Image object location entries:
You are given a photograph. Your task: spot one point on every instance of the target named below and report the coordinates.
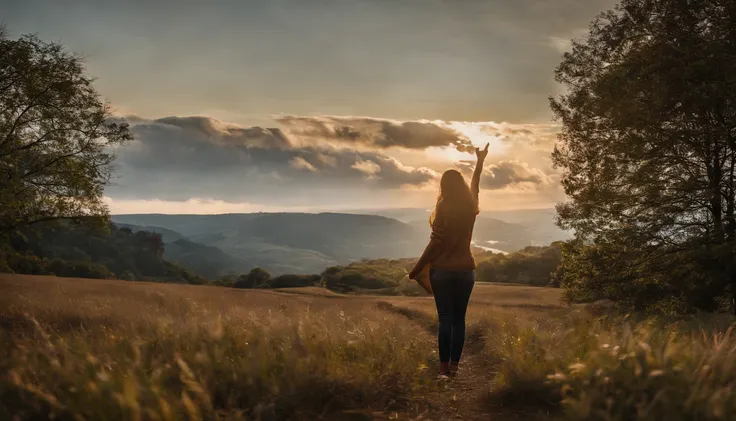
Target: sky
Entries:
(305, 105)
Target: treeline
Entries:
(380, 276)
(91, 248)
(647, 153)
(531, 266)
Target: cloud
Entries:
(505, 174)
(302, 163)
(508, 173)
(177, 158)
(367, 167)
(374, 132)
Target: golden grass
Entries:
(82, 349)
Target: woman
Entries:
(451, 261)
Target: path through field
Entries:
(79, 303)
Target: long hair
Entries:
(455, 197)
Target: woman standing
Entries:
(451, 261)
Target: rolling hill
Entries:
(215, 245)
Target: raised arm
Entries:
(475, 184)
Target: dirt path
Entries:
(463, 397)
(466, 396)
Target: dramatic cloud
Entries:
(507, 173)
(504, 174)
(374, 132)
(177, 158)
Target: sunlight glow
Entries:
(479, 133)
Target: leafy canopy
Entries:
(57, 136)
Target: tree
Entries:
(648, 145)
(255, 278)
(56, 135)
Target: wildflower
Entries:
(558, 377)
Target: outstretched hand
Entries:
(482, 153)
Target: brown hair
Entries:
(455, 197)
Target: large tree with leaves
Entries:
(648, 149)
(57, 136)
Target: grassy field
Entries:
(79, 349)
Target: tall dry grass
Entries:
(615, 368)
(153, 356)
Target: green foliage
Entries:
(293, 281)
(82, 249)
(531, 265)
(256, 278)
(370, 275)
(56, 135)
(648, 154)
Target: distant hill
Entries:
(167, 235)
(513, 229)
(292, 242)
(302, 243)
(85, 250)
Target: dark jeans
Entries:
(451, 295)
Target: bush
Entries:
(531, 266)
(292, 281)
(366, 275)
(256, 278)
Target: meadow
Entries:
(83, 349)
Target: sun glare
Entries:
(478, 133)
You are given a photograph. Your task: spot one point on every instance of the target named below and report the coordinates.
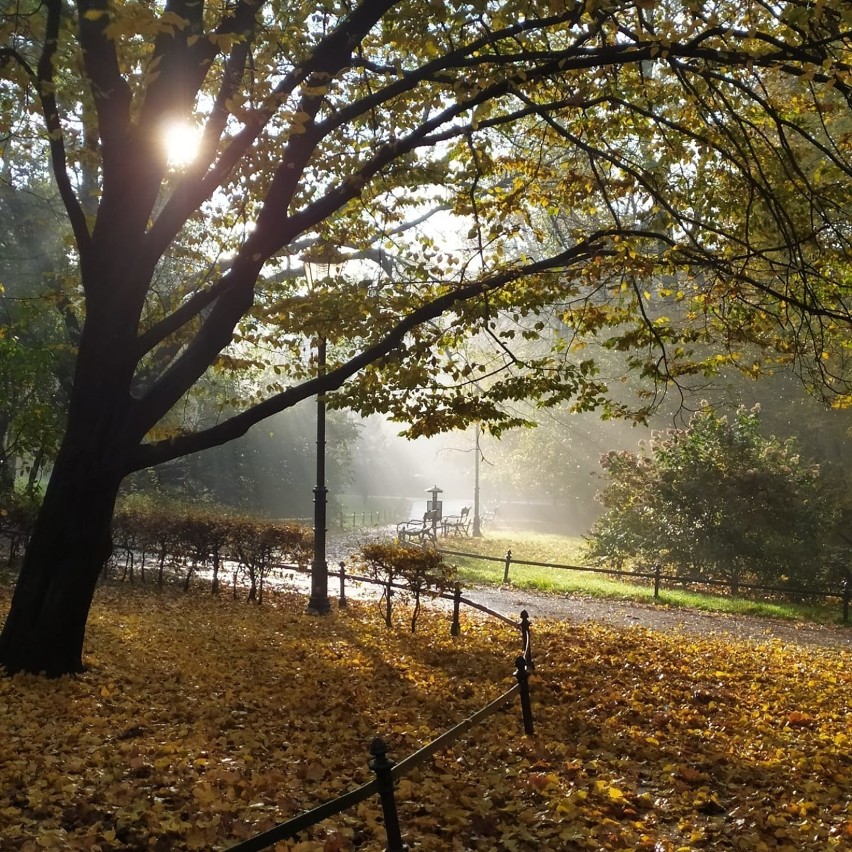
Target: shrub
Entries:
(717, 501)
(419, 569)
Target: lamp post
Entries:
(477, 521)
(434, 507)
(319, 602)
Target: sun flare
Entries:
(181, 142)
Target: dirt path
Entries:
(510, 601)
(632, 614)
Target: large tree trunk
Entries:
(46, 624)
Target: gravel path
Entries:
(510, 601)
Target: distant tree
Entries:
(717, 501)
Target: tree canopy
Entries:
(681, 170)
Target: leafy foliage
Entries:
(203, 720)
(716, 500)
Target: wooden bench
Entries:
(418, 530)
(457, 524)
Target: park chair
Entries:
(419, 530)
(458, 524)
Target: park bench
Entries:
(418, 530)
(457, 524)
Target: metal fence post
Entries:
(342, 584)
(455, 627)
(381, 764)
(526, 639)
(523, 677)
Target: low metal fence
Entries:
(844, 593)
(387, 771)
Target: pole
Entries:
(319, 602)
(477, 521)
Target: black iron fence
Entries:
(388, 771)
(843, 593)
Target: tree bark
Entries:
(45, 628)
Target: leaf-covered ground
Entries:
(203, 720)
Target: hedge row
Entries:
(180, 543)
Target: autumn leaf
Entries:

- [Written problem] Render every line of the image object location entries above as a numbered list, omitting blank lines and leaving out the pictures.

- [Right answer]
1. You are given a photograph. Your task: spot one point on every instance of the target named below and report the coordinates.
2. Target: sky
3. Entries:
4. (305, 105)
5. Target: treeline
6. Entries:
7. (380, 276)
8. (91, 248)
9. (647, 153)
10. (531, 266)
11. Target: cloud
12. Entries:
13. (505, 174)
14. (302, 163)
15. (508, 173)
16. (177, 158)
17. (367, 167)
18. (374, 132)
19. Target: golden grass
20. Entries:
21. (82, 349)
22. Target: woman
23. Entries:
24. (451, 261)
25. Target: path through field
26. Entries:
27. (79, 303)
28. Target: long hair
29. Entries:
30. (455, 197)
31. Target: woman standing
32. Entries:
33. (451, 261)
34. Target: rolling hill
35. Entries:
36. (215, 245)
37. Target: raised arm
38. Entries:
39. (475, 184)
40. Target: dirt path
41. Entries:
42. (463, 397)
43. (466, 396)
44. Target: dramatic cloud
45. Entries:
46. (507, 173)
47. (504, 174)
48. (374, 132)
49. (177, 158)
50. Target: sunlight glow
51. Entries:
52. (479, 133)
53. Target: leafy canopy
54. Entries:
55. (57, 136)
56. Target: tree
57. Entries:
58. (648, 145)
59. (255, 278)
60. (56, 135)
61. Target: wildflower
62. Entries:
63. (558, 377)
64. Target: outstretched hand
65. Entries:
66. (482, 153)
67. Target: brown hair
68. Entries:
69. (455, 197)
70. Target: large tree with leaves
71. Entries:
72. (648, 149)
73. (57, 136)
74. Target: grassy field
75. Entries:
76. (79, 349)
77. Target: tall dry grass
78. Entries:
79. (615, 368)
80. (153, 356)
81. Target: green foliage
82. Entries:
83. (293, 281)
84. (82, 249)
85. (531, 265)
86. (256, 278)
87. (370, 275)
88. (56, 135)
89. (648, 154)
90. Target: distant hill
91. Entries:
92. (167, 235)
93. (513, 229)
94. (292, 242)
95. (302, 243)
96. (85, 250)
97. Target: dark jeans
98. Entries:
99. (451, 295)
100. Target: bush
101. Entries:
102. (531, 266)
103. (292, 281)
104. (366, 275)
105. (256, 278)
106. Target: meadow
107. Entries:
108. (83, 349)
109. Target: sun glare
110. Entries:
111. (478, 133)
112. You are given a photograph. Your task: spot one point on every instance of the target named below and report the coordinates.
113. Target: shrub
114. Entries:
115. (717, 501)
116. (419, 569)
117. Target: lamp post
118. Entries:
119. (477, 521)
120. (434, 507)
121. (319, 602)
122. Target: sun flare
123. Entries:
124. (181, 142)
125. Target: dirt path
126. Entries:
127. (510, 601)
128. (632, 614)
129. Target: large tree trunk
130. Entries:
131. (46, 624)
132. Target: gravel path
133. Entries:
134. (510, 601)
135. Target: distant tree
136. Entries:
137. (717, 501)
138. Target: tree canopy
139. Entries:
140. (681, 170)
141. Target: leafy foliage
142. Entries:
143. (203, 720)
144. (716, 500)
145. Target: wooden bench
146. Entries:
147. (418, 530)
148. (457, 524)
149. Target: park chair
150. Entries:
151. (419, 530)
152. (458, 524)
153. Target: park bench
154. Entries:
155. (418, 530)
156. (457, 524)
157. Target: metal fence post
158. Entries:
159. (342, 584)
160. (455, 627)
161. (381, 764)
162. (526, 639)
163. (523, 677)
164. Target: low metal fence
165. Entries:
166. (844, 593)
167. (387, 771)
168. Target: pole
169. Entries:
170. (319, 602)
171. (477, 521)
172. Target: black iron fence
173. Entries:
174. (388, 771)
175. (843, 593)
176. Target: tree bark
177. Entries:
178. (45, 628)
179. Target: leaf-covered ground
180. Entries:
181. (203, 720)
182. Target: hedge row
183. Entries:
184. (180, 543)
185. Target: autumn leaf
186. Entries:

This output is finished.